■ **Trecho selecionado**:
■ ■ ■ ■ ■

Para a atriz, que lança segundo romance nesta terça no Oficina, não há ‘como dotar SS ou João Doria do conhecimento, urbes, inclusão e história de Zé Celso’

Por Maria Carolina Maia Materia seguir SEGUIR Materia seguir SEGUINDO Atualizado em 17 nov 2017, 09h25 - Publicado em 14 nov 2017, 08h32

Quando se pôs a planejar o lançamento de seu segundo romance, o inteligente e divertido A Glória e Seu Cortejo de Horrores (Companhia das Letras), a atriz Fernanda Torres decidiu que queria realizar o evento não em uma livraria, mas dentro de um teatro. Afinal, o seu protagonista, Mario Cardoso, é um ator, e boa parte das histórias que narra se passam ou num palco ou nos bastidores da televisão – até as tramas bíblicas da Record figuram no livro. E, ao pensar em um teatro, conta Fernanda, foi natural escolher o Oficina, onde faz na noite desta terça-feira uma leitura dramática do romance ao lado da mãe, Fernanda Montenegro, do ator Antonio Fagundes e do ator e diretor José Celso Martinez Corrêa, um evento que, diante das novas investidas do empresário Silvio Santos sobre os terrenos em volta do teatro, ganhou tom de ato em defesa do Oficina.

■ ■ ■ ■ ■

■ **Exercício escrito a**: Transcreva literalmente os registros, começando na linha que contém "non-gmo logo and give integer pixel coordinates." e parando depois da linha que contém "(1008, 367)".

■ ■ ■ ■ ■

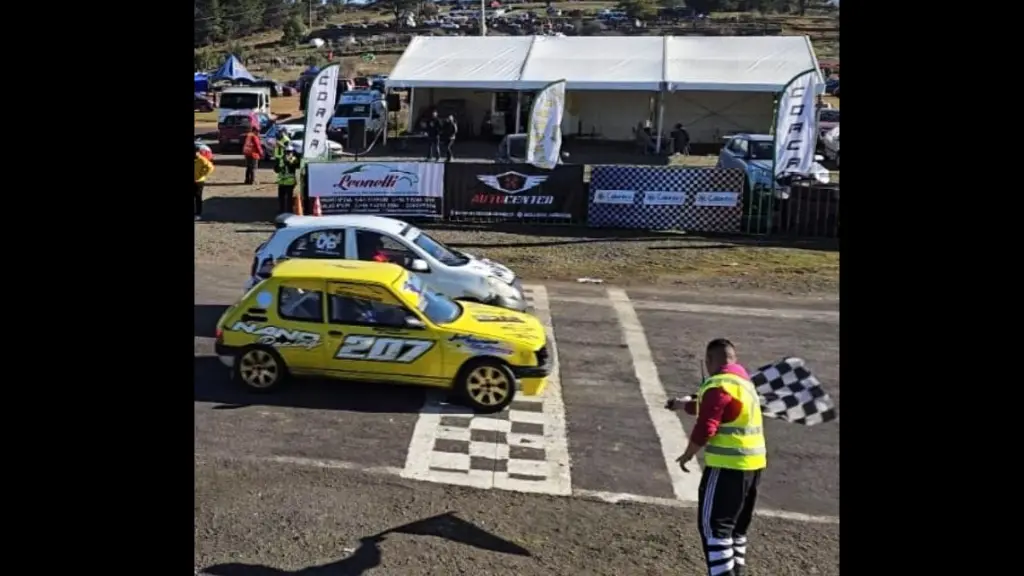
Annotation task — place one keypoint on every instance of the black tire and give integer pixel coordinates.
(254, 363)
(485, 384)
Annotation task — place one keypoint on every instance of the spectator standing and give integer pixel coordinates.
(286, 167)
(680, 140)
(449, 131)
(253, 151)
(433, 129)
(202, 168)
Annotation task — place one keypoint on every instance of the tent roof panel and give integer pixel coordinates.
(588, 63)
(461, 62)
(755, 64)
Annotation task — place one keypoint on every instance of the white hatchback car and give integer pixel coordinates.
(456, 274)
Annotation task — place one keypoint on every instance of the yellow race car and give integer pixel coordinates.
(377, 322)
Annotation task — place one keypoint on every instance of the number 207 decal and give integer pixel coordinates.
(382, 350)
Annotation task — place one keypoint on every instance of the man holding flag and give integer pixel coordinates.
(729, 429)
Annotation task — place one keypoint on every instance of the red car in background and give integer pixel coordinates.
(232, 129)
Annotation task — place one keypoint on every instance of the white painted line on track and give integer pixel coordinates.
(607, 497)
(556, 449)
(422, 462)
(784, 314)
(667, 425)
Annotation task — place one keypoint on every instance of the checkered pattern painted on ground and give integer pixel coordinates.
(688, 216)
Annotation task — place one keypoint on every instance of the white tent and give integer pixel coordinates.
(712, 85)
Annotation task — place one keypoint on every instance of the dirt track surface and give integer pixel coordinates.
(301, 482)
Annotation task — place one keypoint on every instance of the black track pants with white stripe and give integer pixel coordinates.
(725, 506)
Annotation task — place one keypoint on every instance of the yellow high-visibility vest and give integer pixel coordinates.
(738, 445)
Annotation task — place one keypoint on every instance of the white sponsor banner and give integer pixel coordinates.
(320, 109)
(796, 126)
(656, 198)
(726, 199)
(544, 139)
(614, 196)
(376, 178)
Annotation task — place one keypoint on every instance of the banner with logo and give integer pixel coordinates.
(386, 189)
(320, 109)
(796, 126)
(515, 193)
(666, 198)
(544, 135)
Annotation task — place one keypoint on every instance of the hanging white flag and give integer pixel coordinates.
(796, 126)
(544, 139)
(320, 109)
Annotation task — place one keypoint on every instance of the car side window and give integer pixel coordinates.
(300, 304)
(358, 312)
(318, 244)
(373, 246)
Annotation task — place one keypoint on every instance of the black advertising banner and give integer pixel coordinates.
(517, 193)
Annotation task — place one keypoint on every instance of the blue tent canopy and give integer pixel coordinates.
(231, 70)
(202, 82)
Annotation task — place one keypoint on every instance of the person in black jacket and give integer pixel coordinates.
(433, 128)
(449, 131)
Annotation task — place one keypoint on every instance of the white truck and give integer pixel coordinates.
(368, 105)
(239, 98)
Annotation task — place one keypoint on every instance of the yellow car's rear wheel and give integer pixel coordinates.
(487, 385)
(260, 368)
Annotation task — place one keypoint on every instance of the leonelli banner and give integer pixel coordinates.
(389, 189)
(514, 193)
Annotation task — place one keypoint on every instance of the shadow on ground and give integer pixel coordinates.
(213, 384)
(205, 319)
(579, 235)
(368, 554)
(240, 209)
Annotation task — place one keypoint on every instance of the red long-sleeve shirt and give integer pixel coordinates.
(717, 407)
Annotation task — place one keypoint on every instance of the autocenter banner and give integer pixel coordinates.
(387, 189)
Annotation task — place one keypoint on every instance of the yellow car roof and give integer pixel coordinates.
(357, 271)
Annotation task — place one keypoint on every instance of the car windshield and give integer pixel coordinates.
(762, 151)
(440, 252)
(352, 111)
(436, 306)
(236, 100)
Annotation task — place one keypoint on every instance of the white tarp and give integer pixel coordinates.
(588, 63)
(750, 64)
(486, 63)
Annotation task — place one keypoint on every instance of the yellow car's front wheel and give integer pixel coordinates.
(487, 385)
(260, 369)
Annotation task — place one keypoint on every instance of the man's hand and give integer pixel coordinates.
(678, 403)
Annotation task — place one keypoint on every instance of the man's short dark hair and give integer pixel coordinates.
(720, 344)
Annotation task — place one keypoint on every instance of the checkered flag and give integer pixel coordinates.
(788, 392)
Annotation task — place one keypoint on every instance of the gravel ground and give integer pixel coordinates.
(238, 220)
(263, 520)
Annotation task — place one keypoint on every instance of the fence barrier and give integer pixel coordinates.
(700, 200)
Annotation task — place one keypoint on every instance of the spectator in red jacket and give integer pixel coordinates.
(253, 151)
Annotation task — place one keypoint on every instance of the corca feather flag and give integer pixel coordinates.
(788, 392)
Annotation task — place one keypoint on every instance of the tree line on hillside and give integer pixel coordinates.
(223, 21)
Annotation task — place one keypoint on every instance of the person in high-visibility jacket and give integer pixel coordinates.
(286, 166)
(202, 168)
(729, 429)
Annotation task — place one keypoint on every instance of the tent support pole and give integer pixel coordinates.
(518, 111)
(660, 121)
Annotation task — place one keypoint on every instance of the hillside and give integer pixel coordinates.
(366, 40)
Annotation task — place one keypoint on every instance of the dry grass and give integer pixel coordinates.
(238, 220)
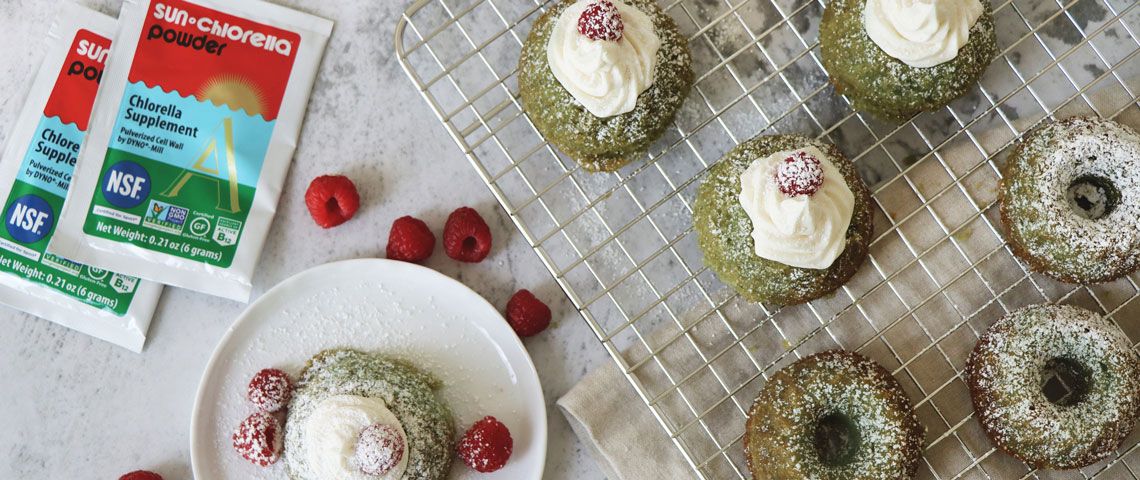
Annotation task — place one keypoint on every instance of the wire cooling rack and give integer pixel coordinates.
(623, 247)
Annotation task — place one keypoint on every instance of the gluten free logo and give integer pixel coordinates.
(200, 226)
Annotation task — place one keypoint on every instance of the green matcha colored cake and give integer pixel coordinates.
(886, 87)
(724, 228)
(835, 415)
(349, 377)
(604, 144)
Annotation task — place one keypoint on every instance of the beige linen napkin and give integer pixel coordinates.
(628, 442)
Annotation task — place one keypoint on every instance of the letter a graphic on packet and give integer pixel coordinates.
(190, 140)
(37, 169)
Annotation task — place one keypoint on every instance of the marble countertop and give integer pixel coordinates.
(78, 407)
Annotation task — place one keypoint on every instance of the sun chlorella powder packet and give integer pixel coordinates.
(37, 169)
(190, 139)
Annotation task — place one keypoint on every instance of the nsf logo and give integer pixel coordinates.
(125, 185)
(30, 219)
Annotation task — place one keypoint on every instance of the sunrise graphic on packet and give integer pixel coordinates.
(235, 92)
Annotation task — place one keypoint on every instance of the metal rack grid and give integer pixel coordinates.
(623, 247)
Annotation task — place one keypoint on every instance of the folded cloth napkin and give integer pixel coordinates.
(627, 440)
(619, 430)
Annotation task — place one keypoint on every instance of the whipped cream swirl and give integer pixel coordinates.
(803, 230)
(921, 33)
(332, 432)
(604, 75)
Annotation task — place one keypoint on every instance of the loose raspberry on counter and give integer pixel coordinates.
(527, 315)
(410, 241)
(140, 474)
(487, 446)
(270, 390)
(379, 449)
(799, 175)
(258, 439)
(332, 200)
(601, 21)
(466, 236)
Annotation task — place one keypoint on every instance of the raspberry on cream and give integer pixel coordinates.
(807, 230)
(921, 33)
(333, 434)
(604, 75)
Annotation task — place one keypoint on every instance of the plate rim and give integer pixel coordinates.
(244, 316)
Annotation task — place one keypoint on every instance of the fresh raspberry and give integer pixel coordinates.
(140, 474)
(270, 390)
(601, 21)
(800, 173)
(410, 241)
(379, 449)
(487, 445)
(259, 439)
(466, 236)
(332, 200)
(527, 315)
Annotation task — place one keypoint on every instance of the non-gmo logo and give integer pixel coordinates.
(125, 185)
(30, 219)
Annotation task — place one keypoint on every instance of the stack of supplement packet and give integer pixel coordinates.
(152, 151)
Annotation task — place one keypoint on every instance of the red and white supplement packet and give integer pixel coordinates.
(192, 137)
(37, 171)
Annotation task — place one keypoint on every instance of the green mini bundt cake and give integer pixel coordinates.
(801, 243)
(369, 416)
(601, 50)
(895, 89)
(835, 415)
(1071, 200)
(1008, 367)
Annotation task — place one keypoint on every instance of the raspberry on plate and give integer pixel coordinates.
(410, 241)
(140, 474)
(379, 449)
(527, 315)
(601, 21)
(258, 439)
(332, 200)
(269, 390)
(487, 445)
(466, 236)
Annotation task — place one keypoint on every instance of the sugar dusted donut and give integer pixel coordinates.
(832, 415)
(1007, 368)
(1071, 200)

■ ■ ■ ■ ■

■ **Exercício escrito b**: Reescreva o trecho sobre o lançamento do romance de Fernanda Torres a partir das palavras "Quando se pôs" até as palavras "defesa do Oficina.", trocando "teatro" por "auditório".

■ **Resolução a**:
Annotation task — place one keypoint on every instance of the non-gmo logo and give integer pixel coordinates.
(125, 185)
(30, 219)
Annotation task — place one keypoint on every instance of the stack of supplement packet and give integer pixel coordinates.
(152, 151)
Annotation task — place one keypoint on every instance of the red and white supplement packet and give integer pixel coordinates.
(192, 137)
(37, 171)
Annotation task — place one keypoint on every instance of the green mini bundt cake and give integer pixel coordinates.
(801, 243)
(369, 416)
(601, 50)
(895, 89)
(835, 415)
(1071, 200)
(1008, 367)

■ **Resolução b**:
Quando se pôs a planejar o lançamento de seu segundo romance, o inteligente e divertido A Glória e Seu Cortejo de Horrores (Companhia das Letras), a atriz Fernanda Torres decidiu que queria realizar o evento não em uma livraria, mas dentro de um auditório. Afinal, o seu protagonista, Mario Cardoso, é um ator, e boa parte das histórias que narra se passam ou num palco ou nos bastidores da televisão – até as tramas bíblicas da Record figuram no livro. E, ao pensar em um auditório, conta Fernanda, foi natural escolher o Oficina, onde faz na noite desta terça-feira uma leitura dramática do romance ao lado da mãe, Fernanda Montenegro, do ator Antonio Fagundes e do ator e diretor José Celso Martinez Corrêa, um evento que, diante das novas investidas do empresário Silvio Santos sobre os terrenos em volta do auditório, ganhou tom de ato em defesa do Oficina.